Say how many lines in this listing include the word "sample", with no other words in the reply.

**Material to process**
****

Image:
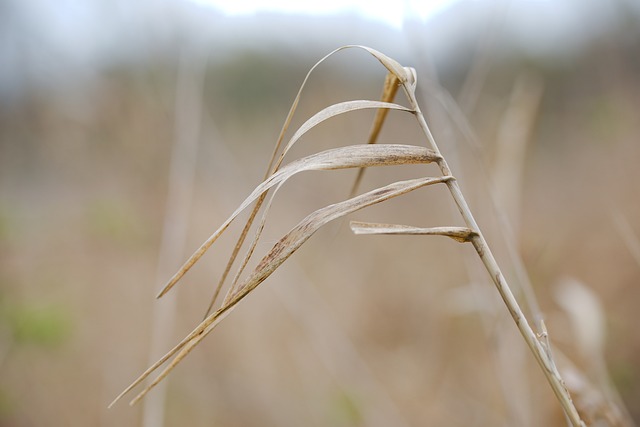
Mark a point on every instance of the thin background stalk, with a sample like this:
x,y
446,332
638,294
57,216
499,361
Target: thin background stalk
x,y
540,352
188,116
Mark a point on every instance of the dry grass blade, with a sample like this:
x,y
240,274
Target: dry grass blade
x,y
338,158
389,91
459,234
394,68
337,109
282,250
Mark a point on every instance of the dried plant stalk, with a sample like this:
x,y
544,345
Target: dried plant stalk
x,y
357,157
539,348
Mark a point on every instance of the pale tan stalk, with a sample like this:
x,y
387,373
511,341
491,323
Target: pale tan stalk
x,y
538,349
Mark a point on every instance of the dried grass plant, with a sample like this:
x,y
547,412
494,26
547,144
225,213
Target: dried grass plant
x,y
359,157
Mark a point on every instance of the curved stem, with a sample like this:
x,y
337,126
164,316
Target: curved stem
x,y
540,352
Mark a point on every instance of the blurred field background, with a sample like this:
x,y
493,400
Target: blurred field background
x,y
353,330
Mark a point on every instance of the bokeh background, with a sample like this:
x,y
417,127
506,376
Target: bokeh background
x,y
129,131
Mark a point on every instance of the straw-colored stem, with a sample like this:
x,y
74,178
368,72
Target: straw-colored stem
x,y
482,248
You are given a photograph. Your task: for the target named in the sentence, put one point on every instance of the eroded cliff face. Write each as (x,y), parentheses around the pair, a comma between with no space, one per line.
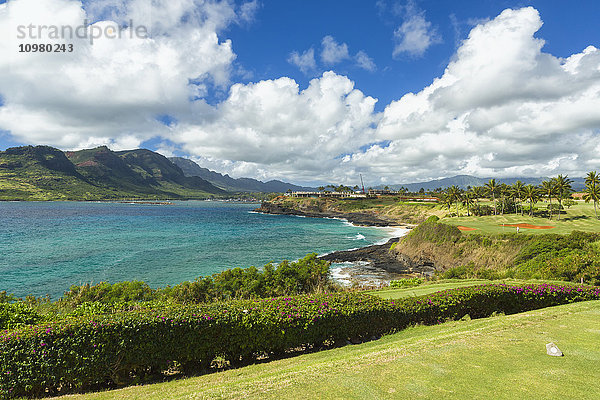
(324,209)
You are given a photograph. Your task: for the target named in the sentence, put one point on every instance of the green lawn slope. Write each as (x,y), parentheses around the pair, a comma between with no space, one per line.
(579,217)
(503,357)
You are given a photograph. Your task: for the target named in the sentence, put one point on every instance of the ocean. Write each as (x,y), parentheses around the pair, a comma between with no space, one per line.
(45,247)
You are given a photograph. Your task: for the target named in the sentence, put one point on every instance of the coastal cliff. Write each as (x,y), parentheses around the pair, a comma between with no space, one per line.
(308,210)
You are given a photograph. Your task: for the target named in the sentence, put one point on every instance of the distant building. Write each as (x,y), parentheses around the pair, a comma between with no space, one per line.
(340,195)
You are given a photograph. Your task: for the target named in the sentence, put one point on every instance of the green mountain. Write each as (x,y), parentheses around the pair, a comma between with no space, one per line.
(46,173)
(230,184)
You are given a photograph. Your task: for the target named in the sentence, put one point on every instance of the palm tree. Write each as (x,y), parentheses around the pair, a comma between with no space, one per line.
(592,190)
(532,195)
(455,194)
(468,201)
(492,189)
(592,178)
(518,192)
(549,190)
(503,190)
(446,200)
(563,189)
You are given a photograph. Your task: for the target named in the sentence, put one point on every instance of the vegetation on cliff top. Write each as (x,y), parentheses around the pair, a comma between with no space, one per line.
(573,257)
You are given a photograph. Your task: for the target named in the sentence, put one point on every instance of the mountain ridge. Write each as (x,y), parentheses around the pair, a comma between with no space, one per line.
(47,173)
(225,182)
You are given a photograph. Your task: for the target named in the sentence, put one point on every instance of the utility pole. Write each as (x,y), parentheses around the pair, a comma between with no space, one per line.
(362,183)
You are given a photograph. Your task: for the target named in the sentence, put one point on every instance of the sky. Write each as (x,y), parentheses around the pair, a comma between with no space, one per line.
(312,92)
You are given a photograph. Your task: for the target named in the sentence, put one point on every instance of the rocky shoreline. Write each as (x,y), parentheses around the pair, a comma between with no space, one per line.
(372,264)
(380,257)
(356,218)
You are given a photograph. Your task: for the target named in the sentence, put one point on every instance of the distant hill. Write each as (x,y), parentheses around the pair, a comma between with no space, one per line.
(464,181)
(230,184)
(46,173)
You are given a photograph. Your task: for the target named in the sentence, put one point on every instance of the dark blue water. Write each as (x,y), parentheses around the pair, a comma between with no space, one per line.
(47,246)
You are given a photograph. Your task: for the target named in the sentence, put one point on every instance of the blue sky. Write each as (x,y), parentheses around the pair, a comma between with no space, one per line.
(281,27)
(317,92)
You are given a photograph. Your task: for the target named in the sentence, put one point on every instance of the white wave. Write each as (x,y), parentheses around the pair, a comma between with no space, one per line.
(358,236)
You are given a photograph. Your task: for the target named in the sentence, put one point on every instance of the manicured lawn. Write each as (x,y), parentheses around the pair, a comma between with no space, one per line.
(427,288)
(502,357)
(437,286)
(579,217)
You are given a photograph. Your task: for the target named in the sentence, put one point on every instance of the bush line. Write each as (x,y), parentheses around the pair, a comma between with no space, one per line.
(80,353)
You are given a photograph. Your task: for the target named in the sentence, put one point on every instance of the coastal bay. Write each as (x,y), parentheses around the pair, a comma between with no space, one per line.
(48,246)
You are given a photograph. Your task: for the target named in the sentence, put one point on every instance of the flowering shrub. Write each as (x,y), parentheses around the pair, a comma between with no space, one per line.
(86,351)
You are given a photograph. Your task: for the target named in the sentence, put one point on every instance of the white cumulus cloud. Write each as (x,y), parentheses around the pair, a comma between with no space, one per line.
(415,35)
(503,107)
(333,52)
(364,61)
(305,61)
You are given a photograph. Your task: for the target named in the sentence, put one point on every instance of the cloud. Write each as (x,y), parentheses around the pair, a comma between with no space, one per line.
(272,127)
(305,61)
(415,35)
(109,92)
(503,107)
(364,61)
(332,52)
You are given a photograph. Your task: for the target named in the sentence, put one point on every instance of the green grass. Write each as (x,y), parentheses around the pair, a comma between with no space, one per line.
(579,217)
(502,357)
(437,286)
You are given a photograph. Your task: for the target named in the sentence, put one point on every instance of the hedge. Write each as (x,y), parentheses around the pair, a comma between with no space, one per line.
(83,352)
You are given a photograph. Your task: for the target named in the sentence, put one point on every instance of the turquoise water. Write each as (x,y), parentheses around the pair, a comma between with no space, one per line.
(47,246)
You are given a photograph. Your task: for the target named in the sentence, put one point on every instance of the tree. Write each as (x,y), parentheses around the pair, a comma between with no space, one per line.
(455,195)
(468,201)
(592,178)
(563,188)
(592,190)
(492,189)
(532,195)
(446,201)
(503,190)
(518,193)
(548,189)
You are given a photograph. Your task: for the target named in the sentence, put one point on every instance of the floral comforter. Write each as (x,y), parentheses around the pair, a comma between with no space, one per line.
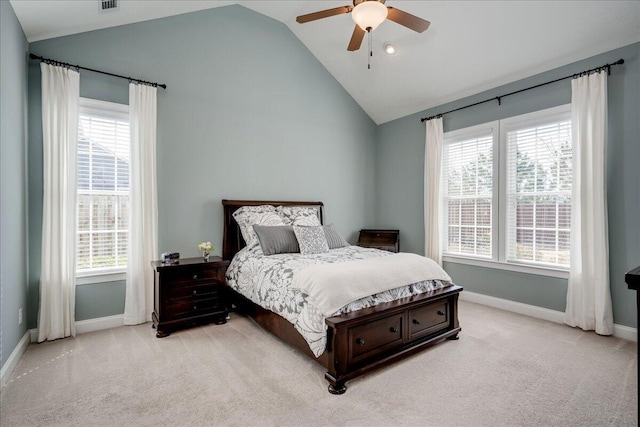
(266,281)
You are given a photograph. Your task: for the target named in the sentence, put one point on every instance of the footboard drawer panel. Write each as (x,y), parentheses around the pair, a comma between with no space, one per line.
(372,338)
(428,319)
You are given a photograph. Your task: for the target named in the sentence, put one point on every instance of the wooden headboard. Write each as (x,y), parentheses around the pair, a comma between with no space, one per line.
(232,240)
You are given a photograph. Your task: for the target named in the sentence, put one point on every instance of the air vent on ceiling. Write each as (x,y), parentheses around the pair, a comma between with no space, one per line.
(108,5)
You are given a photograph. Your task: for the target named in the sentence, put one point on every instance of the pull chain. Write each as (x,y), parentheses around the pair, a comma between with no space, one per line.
(370,50)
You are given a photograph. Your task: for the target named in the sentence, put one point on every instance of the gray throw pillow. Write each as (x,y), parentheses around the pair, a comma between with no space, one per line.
(277,239)
(334,239)
(312,240)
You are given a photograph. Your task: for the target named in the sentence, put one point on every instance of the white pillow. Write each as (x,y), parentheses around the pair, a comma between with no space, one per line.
(248,216)
(299,215)
(311,240)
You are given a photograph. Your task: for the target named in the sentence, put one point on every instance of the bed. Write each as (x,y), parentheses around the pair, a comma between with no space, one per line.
(355,341)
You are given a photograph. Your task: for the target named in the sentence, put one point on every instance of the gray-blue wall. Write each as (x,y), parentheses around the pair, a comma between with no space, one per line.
(400,182)
(13,180)
(249,113)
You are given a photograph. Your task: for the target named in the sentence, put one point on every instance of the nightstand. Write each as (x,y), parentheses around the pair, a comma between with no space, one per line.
(189,292)
(388,240)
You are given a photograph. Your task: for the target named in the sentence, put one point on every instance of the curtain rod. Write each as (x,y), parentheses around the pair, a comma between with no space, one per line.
(78,67)
(499,98)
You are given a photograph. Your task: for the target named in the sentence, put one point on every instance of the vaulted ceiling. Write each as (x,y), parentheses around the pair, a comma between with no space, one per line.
(471,46)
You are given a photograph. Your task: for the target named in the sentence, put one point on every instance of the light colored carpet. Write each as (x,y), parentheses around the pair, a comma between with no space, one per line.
(506,370)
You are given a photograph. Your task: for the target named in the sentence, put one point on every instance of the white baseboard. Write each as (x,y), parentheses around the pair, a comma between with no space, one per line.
(13,359)
(90,325)
(620,331)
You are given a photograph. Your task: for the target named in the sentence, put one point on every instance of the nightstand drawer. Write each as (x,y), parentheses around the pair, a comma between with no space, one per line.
(193,289)
(188,292)
(193,273)
(429,319)
(180,309)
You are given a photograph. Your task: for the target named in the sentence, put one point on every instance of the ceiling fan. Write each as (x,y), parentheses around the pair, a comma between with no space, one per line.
(368,14)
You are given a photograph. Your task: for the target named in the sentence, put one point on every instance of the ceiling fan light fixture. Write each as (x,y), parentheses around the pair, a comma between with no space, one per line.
(390,49)
(369,14)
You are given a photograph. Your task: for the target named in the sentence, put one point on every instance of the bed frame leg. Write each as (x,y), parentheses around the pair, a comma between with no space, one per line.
(339,388)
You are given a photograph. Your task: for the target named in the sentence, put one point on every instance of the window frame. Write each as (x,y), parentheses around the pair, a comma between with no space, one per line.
(499,259)
(118,111)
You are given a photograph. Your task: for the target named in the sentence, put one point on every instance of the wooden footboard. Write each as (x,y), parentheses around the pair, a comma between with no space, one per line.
(366,339)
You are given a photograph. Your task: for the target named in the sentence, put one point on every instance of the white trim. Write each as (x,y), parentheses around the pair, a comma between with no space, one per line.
(13,359)
(93,277)
(90,325)
(104,108)
(537,270)
(619,331)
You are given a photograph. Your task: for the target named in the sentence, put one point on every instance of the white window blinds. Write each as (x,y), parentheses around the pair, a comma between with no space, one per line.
(468,193)
(539,191)
(103,186)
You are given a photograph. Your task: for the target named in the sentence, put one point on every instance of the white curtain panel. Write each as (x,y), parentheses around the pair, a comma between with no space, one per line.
(588,295)
(60,100)
(143,217)
(433,190)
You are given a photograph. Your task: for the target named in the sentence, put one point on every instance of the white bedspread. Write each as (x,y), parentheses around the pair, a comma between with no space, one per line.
(332,286)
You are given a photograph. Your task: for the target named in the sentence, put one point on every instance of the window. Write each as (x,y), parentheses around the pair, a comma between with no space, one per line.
(507,190)
(469,178)
(103,188)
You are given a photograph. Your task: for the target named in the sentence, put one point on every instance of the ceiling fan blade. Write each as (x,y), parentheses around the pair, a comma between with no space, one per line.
(356,39)
(408,20)
(323,14)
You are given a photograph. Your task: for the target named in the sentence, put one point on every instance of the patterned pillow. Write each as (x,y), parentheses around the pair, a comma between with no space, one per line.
(248,216)
(277,239)
(299,215)
(334,239)
(312,240)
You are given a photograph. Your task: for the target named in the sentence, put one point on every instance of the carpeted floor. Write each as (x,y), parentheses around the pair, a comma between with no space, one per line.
(506,370)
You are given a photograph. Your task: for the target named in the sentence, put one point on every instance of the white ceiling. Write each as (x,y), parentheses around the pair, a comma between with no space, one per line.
(471,46)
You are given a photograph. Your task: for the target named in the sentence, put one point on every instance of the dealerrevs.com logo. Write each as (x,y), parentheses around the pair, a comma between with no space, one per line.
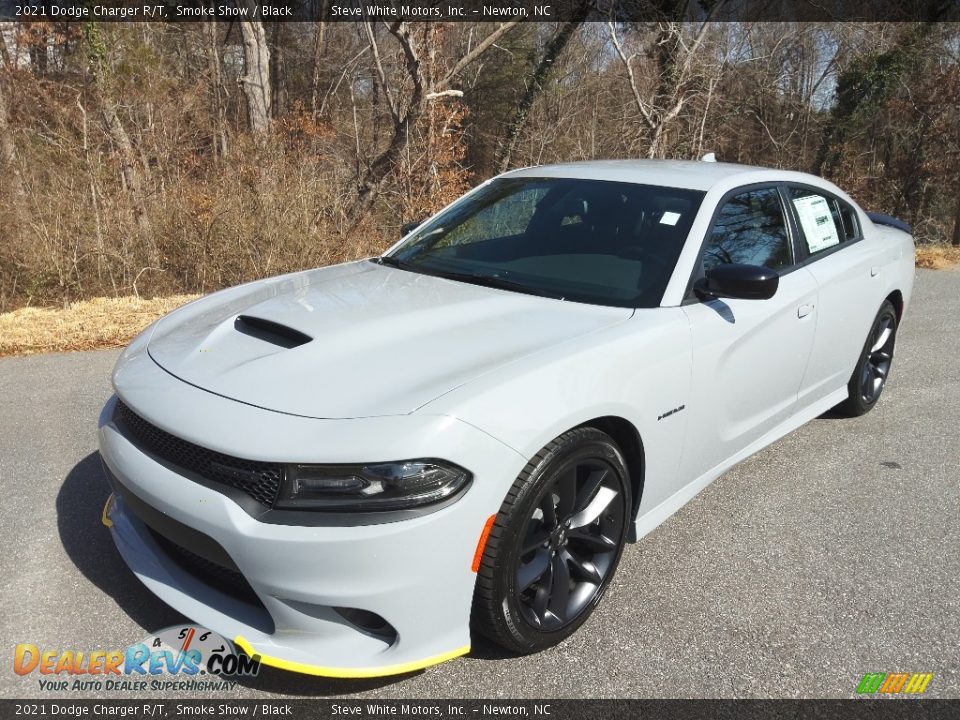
(894,683)
(175,658)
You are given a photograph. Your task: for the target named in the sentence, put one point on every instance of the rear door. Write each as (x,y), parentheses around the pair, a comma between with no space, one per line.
(848,271)
(749,356)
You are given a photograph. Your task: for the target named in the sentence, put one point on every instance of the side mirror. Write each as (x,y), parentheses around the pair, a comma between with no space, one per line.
(409,227)
(745,282)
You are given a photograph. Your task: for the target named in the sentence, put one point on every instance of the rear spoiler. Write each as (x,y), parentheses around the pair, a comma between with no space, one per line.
(880,219)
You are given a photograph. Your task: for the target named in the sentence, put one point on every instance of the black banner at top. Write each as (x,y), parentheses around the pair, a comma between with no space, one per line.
(480,10)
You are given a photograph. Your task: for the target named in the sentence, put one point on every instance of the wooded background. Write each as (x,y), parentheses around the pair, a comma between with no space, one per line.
(158,158)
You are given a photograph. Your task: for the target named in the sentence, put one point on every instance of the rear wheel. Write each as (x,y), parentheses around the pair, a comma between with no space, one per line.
(873,368)
(555,543)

****

**Answer to the problem**
9